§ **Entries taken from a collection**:

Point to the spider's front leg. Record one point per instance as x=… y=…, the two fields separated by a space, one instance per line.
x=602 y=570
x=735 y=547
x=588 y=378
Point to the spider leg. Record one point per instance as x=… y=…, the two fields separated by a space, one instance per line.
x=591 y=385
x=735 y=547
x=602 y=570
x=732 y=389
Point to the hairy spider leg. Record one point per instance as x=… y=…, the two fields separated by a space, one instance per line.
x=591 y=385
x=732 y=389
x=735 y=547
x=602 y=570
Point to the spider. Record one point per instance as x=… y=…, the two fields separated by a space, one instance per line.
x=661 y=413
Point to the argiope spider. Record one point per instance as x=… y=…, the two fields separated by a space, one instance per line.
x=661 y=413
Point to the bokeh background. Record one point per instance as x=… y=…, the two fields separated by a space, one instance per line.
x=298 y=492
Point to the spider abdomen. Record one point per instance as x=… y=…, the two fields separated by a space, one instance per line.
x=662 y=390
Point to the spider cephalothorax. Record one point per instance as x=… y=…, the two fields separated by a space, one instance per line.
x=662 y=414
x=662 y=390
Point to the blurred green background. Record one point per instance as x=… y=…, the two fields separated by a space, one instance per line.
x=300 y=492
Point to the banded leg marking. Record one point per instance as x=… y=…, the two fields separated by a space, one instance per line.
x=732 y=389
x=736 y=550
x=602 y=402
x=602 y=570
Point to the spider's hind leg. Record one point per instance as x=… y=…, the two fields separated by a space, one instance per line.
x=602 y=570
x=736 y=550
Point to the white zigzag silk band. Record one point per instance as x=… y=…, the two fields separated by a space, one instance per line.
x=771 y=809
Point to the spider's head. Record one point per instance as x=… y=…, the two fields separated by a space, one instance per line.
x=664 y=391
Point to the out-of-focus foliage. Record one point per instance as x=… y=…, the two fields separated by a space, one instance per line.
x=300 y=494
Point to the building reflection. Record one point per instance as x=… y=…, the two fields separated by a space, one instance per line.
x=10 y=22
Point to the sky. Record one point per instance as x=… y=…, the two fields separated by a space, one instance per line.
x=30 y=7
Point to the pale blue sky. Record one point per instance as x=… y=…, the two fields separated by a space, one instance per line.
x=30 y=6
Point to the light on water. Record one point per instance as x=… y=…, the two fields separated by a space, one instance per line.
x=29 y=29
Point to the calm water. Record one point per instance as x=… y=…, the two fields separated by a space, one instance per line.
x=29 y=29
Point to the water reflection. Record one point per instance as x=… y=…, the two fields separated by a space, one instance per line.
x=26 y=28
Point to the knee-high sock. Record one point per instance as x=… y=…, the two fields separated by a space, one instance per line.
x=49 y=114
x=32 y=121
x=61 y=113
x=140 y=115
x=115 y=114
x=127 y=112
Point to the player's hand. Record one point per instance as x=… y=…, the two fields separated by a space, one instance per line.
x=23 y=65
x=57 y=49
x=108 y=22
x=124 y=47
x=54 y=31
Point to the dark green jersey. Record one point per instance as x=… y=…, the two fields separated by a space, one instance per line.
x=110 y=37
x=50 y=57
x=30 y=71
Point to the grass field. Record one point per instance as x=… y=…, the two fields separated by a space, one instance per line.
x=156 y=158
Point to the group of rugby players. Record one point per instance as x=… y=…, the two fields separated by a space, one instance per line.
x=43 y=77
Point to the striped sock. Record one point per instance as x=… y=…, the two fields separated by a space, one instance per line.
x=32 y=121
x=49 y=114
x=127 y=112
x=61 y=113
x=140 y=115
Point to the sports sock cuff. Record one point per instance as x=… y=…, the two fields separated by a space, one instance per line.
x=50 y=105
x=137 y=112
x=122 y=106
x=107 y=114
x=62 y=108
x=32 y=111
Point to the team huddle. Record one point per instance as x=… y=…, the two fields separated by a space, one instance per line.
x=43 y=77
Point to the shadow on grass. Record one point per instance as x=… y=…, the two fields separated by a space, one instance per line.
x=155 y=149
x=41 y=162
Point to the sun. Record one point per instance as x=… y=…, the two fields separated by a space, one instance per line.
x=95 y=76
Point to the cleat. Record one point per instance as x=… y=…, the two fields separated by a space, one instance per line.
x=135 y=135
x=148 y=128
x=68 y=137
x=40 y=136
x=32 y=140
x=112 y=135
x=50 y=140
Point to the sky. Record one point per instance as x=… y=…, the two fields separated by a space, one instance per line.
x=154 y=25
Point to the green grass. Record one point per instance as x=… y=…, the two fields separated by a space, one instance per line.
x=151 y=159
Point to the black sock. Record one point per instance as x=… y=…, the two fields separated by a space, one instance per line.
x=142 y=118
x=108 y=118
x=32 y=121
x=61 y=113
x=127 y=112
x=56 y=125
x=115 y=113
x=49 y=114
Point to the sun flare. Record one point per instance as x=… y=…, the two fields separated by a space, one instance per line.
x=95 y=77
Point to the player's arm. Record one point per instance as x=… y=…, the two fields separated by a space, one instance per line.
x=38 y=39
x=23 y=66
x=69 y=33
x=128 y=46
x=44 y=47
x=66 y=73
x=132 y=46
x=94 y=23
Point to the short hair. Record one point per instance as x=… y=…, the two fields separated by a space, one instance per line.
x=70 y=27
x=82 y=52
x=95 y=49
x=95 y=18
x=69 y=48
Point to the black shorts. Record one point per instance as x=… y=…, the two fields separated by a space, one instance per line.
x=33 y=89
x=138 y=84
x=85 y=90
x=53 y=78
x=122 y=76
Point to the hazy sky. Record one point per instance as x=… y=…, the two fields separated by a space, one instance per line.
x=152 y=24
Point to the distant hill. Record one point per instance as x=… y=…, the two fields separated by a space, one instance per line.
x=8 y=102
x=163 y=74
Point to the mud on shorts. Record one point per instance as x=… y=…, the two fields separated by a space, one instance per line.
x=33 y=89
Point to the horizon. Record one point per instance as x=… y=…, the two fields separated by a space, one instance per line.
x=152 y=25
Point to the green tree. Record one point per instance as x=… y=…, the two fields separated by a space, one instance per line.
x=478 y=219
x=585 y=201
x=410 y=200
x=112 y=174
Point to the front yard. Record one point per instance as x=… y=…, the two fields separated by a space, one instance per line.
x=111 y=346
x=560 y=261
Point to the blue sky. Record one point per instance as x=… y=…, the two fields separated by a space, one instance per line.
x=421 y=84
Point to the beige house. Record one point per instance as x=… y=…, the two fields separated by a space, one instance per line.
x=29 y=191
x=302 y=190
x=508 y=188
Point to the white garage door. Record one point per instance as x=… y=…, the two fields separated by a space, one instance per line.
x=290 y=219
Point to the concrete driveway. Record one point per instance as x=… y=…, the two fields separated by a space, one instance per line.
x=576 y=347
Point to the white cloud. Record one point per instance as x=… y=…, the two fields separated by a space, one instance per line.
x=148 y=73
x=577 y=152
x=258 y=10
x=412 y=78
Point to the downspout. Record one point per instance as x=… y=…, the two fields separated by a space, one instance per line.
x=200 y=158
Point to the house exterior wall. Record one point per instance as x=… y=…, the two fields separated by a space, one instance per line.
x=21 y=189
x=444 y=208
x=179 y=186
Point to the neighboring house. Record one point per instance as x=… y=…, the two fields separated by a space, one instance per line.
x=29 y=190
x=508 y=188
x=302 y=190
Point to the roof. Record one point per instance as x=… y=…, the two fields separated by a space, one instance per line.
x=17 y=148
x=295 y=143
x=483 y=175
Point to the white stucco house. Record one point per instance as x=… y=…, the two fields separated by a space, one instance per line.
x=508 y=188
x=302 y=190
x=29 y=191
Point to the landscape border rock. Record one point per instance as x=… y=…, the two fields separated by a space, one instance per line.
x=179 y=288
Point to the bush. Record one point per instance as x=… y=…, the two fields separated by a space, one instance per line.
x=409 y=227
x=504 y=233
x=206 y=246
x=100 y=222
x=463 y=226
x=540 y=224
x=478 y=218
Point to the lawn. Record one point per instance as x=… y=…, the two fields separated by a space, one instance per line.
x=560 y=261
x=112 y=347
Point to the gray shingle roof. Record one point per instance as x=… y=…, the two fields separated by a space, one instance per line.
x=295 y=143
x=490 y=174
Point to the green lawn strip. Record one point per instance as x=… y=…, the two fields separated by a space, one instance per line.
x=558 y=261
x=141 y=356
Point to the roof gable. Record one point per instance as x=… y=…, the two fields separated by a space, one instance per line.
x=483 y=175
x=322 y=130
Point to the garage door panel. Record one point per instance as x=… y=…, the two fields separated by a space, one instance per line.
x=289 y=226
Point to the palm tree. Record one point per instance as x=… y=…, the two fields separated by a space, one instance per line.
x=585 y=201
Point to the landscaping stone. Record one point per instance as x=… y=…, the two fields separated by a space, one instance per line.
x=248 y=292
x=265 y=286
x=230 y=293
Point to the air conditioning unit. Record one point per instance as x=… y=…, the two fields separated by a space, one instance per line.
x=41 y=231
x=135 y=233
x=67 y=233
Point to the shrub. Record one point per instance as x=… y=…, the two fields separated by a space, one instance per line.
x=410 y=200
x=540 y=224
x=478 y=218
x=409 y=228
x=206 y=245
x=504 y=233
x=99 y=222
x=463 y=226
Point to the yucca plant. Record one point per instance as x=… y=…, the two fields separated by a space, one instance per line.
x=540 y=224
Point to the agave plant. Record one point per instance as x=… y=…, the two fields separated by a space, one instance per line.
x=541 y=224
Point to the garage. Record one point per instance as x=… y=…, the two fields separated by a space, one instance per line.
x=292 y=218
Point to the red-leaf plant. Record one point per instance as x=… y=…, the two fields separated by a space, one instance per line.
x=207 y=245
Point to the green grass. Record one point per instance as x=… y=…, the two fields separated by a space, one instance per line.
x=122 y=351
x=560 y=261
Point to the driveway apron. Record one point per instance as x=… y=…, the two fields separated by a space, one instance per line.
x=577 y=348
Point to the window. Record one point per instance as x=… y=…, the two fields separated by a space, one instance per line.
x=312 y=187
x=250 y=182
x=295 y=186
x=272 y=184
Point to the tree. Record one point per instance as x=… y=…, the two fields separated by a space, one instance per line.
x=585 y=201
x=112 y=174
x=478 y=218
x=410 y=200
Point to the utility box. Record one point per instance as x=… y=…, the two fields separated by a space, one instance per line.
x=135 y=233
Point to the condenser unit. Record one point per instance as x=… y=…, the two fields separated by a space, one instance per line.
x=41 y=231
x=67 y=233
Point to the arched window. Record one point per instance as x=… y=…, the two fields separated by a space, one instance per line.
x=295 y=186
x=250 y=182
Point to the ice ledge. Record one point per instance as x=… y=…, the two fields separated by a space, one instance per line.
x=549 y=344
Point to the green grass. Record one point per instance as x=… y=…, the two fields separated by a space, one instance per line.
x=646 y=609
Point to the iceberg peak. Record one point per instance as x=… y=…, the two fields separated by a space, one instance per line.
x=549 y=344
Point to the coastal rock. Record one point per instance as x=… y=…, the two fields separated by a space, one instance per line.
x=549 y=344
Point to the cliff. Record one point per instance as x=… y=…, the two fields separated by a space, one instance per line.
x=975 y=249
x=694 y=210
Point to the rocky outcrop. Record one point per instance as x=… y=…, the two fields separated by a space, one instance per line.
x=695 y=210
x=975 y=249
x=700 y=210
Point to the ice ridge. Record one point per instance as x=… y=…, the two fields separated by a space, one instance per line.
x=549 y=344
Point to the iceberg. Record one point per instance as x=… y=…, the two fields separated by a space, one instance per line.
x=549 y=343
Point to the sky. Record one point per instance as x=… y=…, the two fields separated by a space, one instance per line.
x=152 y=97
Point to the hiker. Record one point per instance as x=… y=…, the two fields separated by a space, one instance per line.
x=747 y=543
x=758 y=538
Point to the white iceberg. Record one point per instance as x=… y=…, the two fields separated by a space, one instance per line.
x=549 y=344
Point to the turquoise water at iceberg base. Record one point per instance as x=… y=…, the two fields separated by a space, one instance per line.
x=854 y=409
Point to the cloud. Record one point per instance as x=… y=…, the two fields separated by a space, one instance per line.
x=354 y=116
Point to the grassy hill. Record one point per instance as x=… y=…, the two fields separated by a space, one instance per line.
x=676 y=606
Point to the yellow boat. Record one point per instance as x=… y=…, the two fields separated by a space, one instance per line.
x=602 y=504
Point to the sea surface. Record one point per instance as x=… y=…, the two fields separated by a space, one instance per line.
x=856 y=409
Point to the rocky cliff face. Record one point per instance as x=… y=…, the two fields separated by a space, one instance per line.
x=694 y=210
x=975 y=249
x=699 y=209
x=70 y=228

§ **The problem**: Repeat the lines of the records above exactly, from the line containing "Point to the utility" up to and including the line containing "x=646 y=609".

§ **Answer**:
Point to the utility box. Record one point per instance as x=… y=…, the two fields separated by a space, one instance per line.
x=135 y=233
Point to the condenser unit. Record one point per instance as x=… y=…, the two fields separated by a space, one instance per line.
x=41 y=231
x=67 y=233
Point to the arched window. Record one point per instance as x=… y=…, the two fields separated by a space, one instance per line.
x=295 y=186
x=250 y=182
Point to the ice ledge. Record one point per instance as x=… y=…, the two fields separated by a space, one instance per line.
x=549 y=344
Point to the green grass. Record one point per instance as x=… y=…, the two fields separated by a space, one instance per line.
x=646 y=609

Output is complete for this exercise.